▶ [DOCUMENT]
◆ ◆ ◆ ◆ ◆ ◆ ◆

Let ${\displaystyle {}V}$ be an ${\displaystyle {}n}$-dimensional ${\displaystyle {}K}$-vector space over a field ${\displaystyle {}K}$. Let

${\displaystyle {}0=V_{0}\subset V_{1}\subset \ldots \subset V_{n-1}\subset V_{n}=V\,}$

be a flag in ${\displaystyle {}V}$. Show that there exists a bijective linear mapping

${\displaystyle \varphi \colon V\longrightarrow V}$

such that this flag is the only ${\displaystyle {}\varphi }$-invariant flag.

Let

${\displaystyle {}M={\begin{pmatrix}a&b\\c&d\end{pmatrix}}\,}$

be a matrix over a field ${\displaystyle {}K}$.

a) Show that there exists a matrix that is similar to ${\displaystyle {}M}$, and where at least one entry equals ${\displaystyle {}0}$.

b) Show that, in general, there does not exist a matrix that is similar to ${\displaystyle {}M}$, and where at least two entries equal ${\displaystyle {}0}$.

◆ ◆ ◆ ◆ ◆ ◆ ◆

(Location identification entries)
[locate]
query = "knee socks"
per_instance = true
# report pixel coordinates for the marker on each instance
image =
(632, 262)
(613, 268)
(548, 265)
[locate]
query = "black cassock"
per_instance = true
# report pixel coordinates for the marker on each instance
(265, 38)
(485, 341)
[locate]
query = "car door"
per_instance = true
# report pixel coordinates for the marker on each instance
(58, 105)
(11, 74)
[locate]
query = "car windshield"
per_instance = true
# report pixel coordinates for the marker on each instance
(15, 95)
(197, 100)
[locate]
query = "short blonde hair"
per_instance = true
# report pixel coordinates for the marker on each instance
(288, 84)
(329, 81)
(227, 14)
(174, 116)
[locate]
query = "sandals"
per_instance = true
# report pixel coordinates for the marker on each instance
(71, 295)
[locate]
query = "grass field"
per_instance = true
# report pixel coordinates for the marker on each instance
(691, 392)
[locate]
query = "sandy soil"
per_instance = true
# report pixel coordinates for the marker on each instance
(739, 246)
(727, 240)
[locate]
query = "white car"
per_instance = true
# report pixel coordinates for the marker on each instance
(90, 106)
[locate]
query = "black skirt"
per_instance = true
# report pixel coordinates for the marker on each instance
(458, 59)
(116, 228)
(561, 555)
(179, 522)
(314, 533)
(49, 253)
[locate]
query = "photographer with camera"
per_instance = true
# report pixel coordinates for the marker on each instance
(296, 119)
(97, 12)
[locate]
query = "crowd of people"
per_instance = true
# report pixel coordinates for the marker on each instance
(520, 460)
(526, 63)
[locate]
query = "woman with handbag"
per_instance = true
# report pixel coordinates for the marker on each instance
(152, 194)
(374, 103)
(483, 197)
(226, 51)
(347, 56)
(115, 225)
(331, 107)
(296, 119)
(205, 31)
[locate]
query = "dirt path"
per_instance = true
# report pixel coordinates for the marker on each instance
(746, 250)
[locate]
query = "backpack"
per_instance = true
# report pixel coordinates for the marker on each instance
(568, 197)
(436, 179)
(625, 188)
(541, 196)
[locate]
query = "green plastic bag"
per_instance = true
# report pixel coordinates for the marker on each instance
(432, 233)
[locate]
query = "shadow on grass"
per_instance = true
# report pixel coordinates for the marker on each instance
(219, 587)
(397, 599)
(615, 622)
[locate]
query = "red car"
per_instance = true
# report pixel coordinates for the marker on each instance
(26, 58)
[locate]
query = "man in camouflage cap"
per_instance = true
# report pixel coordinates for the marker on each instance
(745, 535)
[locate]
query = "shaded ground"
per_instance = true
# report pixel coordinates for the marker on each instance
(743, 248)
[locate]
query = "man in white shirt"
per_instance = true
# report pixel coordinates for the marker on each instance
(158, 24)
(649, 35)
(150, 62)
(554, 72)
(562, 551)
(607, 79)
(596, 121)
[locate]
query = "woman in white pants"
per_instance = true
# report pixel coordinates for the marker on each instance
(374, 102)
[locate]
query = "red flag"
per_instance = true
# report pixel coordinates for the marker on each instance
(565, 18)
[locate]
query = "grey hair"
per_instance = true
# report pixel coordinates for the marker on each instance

◆ ◆ ◆ ◆ ◆ ◆ ◆

▶ [EXERCISE DIRECTIONS] Write the next part of the linear algebra exercises, starting right after their final sentence.

▶ [EXERCISE RESULT]
Hand-in-exercises

Trigonalize the complex matrix

${\displaystyle {\begin{pmatrix}2+{\mathrm {i} }&3\\5{\mathrm {i} }&1-{\mathrm {i} }\end{pmatrix}}.}$

Decide whether the matrix

${\displaystyle {\begin{pmatrix}5&-1&3\\7&9&8\\6&2&-7\end{pmatrix}}}$

is trigonalizable over ${\displaystyle {}\mathbb {R} }$.

Determine whether the real matrix

${\displaystyle {\begin{pmatrix}1&5&6&2\\5&7&-4&-3\\0&0&-2&8\\0&0&1&9\end{pmatrix}}}$

is trigonalizable or not.

Let ${\displaystyle {}M}$ be a real matrix that is over ${\displaystyle {}\mathbb {R} }$ not trigonalizable. Show that ${\displaystyle {}M}$ is over ${\displaystyle {}\mathbb {C} }$ diagonalizable.

Let

${\displaystyle {}M={\begin{pmatrix}a&b\\c&d\end{pmatrix}}\,}$

be a matrix over ${\displaystyle {}\mathbb {Q} }$, whose trace is ${\displaystyle {}0}$. Show that there exists a matrix ${\displaystyle {}N}$ of the form

${\displaystyle {}N={\begin{pmatrix}0&r\\s&0\end{pmatrix}}\,}$

that is similar to ${\displaystyle {}M}$.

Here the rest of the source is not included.